Cel ćwiczenia: Wypisz z poniższych pozycji każdy wiersz, w którym występuje słowo „dark”.

[Rekordy ze źródła danych]

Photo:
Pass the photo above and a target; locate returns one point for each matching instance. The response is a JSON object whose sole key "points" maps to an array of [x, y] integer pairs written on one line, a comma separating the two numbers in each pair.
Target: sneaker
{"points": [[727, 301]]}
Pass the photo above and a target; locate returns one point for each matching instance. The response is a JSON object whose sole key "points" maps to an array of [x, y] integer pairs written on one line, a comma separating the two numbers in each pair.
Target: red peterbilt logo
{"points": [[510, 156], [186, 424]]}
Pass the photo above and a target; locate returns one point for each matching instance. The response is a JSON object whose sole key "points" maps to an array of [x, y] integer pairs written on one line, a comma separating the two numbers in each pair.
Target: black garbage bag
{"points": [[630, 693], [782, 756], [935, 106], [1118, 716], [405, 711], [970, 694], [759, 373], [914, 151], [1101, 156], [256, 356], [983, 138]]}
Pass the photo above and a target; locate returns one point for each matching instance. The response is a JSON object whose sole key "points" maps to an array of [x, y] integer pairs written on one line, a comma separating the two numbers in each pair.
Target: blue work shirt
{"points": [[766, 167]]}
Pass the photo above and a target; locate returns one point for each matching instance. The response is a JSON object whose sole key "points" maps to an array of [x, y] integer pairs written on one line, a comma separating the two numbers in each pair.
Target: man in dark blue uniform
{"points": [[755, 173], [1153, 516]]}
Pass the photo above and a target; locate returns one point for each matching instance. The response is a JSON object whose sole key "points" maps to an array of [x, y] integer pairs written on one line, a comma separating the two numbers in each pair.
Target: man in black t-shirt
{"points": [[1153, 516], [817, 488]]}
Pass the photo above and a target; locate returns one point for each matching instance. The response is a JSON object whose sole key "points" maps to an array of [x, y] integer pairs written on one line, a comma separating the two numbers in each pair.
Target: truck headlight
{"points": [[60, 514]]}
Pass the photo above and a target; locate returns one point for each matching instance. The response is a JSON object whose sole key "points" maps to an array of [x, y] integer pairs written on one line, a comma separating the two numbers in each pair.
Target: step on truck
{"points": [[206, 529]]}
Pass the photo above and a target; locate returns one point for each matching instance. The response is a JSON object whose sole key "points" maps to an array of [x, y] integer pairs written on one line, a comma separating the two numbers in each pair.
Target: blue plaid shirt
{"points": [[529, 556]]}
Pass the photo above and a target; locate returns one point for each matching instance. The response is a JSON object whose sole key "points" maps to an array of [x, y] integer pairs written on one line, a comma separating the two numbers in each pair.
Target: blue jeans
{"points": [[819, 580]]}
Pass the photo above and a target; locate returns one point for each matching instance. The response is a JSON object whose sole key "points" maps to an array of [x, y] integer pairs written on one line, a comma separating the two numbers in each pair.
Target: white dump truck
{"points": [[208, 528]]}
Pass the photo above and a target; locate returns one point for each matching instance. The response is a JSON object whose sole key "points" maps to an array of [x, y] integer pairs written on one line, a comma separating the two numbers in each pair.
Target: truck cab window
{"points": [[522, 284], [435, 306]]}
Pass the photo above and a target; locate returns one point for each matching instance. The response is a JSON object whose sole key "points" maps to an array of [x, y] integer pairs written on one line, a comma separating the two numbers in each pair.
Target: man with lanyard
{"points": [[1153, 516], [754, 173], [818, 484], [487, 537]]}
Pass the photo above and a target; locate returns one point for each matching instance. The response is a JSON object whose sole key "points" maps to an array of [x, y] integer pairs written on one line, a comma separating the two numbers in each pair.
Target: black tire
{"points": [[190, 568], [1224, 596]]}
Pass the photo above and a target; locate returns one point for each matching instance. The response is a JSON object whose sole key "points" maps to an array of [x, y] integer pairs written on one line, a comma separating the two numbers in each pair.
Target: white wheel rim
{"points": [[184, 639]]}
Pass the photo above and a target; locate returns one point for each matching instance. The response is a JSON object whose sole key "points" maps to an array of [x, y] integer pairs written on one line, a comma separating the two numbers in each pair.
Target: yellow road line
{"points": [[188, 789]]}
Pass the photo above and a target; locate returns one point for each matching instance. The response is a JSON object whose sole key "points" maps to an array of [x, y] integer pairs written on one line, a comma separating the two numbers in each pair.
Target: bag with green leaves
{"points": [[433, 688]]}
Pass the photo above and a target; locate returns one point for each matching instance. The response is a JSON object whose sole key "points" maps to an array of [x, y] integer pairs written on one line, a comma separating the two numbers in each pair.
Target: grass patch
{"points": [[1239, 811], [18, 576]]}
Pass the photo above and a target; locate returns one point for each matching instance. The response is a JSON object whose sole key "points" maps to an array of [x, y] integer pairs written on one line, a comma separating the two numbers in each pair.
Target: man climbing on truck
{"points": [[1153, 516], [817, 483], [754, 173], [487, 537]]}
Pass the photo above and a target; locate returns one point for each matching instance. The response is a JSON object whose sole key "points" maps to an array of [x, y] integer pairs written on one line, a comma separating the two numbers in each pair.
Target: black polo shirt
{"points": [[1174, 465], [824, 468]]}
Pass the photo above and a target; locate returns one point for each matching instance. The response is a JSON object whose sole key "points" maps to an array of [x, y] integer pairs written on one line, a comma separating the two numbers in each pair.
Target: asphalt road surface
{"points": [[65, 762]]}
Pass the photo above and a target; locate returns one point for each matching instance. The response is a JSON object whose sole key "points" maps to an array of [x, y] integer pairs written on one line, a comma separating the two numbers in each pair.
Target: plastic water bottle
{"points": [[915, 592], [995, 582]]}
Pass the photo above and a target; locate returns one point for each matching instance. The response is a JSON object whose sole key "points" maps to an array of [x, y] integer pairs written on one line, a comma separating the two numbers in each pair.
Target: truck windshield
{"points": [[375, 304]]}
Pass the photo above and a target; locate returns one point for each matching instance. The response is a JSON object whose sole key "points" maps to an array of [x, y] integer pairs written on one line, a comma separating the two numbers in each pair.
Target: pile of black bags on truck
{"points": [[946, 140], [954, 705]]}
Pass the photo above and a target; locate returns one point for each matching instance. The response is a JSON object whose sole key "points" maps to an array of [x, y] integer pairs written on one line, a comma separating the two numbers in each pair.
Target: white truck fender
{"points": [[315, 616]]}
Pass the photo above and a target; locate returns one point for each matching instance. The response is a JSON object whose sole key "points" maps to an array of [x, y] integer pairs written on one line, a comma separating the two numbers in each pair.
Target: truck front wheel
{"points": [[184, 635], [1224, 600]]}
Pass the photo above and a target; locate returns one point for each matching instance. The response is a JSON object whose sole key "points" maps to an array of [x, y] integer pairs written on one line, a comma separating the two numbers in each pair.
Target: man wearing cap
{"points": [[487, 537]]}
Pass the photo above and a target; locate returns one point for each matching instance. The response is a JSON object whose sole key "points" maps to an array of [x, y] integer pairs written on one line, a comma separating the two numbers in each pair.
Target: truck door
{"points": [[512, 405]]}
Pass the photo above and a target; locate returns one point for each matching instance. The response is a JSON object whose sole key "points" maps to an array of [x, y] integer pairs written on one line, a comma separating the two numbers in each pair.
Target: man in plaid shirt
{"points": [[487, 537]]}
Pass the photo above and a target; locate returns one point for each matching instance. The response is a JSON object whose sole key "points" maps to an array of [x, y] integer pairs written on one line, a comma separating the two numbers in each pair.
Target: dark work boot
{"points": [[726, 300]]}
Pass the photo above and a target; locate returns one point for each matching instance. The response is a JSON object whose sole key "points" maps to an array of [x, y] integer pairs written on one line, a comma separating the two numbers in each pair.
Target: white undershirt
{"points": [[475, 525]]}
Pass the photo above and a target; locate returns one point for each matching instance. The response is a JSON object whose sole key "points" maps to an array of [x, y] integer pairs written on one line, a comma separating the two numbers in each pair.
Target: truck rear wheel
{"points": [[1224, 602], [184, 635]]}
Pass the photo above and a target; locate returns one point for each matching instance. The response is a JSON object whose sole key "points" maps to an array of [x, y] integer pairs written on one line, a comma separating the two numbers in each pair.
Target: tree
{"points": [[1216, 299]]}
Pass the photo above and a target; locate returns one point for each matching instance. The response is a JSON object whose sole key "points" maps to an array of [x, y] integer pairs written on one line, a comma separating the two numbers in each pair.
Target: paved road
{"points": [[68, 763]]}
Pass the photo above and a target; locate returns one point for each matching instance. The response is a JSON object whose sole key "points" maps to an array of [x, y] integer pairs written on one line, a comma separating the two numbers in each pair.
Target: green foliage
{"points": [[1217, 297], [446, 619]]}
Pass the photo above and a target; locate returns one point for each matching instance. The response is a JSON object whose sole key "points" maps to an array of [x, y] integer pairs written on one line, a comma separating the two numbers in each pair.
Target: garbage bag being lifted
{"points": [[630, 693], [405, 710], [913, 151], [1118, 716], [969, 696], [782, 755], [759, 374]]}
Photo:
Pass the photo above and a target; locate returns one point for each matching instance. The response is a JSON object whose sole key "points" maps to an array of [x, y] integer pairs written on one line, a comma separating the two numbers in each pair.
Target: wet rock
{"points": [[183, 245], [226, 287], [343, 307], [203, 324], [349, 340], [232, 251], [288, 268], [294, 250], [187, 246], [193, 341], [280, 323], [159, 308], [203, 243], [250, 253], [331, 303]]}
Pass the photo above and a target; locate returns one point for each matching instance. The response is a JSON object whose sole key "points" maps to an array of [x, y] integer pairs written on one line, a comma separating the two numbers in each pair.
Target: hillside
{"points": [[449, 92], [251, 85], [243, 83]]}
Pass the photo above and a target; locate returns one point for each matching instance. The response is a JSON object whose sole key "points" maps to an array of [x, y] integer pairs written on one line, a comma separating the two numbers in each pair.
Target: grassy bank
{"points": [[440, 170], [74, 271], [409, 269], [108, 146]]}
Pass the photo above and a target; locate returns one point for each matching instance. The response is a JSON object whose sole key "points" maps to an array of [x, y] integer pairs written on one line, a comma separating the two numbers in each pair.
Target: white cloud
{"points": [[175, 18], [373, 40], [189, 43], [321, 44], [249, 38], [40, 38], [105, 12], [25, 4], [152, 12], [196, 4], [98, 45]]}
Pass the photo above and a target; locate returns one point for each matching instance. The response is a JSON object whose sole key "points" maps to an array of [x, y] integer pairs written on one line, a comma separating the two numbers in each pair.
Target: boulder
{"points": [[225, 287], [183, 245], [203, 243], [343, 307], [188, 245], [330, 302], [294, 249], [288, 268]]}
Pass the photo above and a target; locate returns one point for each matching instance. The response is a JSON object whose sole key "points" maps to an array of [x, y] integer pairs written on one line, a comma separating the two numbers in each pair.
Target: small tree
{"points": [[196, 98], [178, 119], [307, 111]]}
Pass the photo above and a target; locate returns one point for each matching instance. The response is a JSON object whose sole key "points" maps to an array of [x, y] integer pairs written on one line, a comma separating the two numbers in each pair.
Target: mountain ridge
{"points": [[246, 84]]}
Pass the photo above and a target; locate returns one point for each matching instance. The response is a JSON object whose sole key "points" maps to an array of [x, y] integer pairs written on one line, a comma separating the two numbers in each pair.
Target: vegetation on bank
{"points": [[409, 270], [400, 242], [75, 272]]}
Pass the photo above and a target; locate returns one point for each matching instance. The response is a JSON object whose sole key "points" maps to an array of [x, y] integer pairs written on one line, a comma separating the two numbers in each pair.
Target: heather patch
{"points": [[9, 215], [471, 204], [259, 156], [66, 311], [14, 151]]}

Pełne rozwiązanie:
Target: man in dark blue uniform
Target: dark work boot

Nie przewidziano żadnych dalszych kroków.